(Stored data)
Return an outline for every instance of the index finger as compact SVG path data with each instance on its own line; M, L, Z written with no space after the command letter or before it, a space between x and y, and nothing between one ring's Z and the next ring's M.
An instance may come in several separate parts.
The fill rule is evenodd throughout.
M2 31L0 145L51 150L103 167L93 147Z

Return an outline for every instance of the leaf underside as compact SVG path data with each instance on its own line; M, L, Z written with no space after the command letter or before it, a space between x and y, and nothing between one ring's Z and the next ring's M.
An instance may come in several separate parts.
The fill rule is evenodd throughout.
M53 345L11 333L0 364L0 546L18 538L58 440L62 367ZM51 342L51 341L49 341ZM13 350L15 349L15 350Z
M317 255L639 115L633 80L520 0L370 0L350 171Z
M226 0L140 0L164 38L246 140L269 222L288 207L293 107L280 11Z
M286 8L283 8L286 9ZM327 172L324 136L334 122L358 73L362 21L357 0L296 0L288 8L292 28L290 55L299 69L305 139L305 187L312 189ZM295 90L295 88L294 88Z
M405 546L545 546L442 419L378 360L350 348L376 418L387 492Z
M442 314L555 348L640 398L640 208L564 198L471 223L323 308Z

Your instructions:
How many of the lines above hold "each"? Answer with only the number.

Expected answer:
2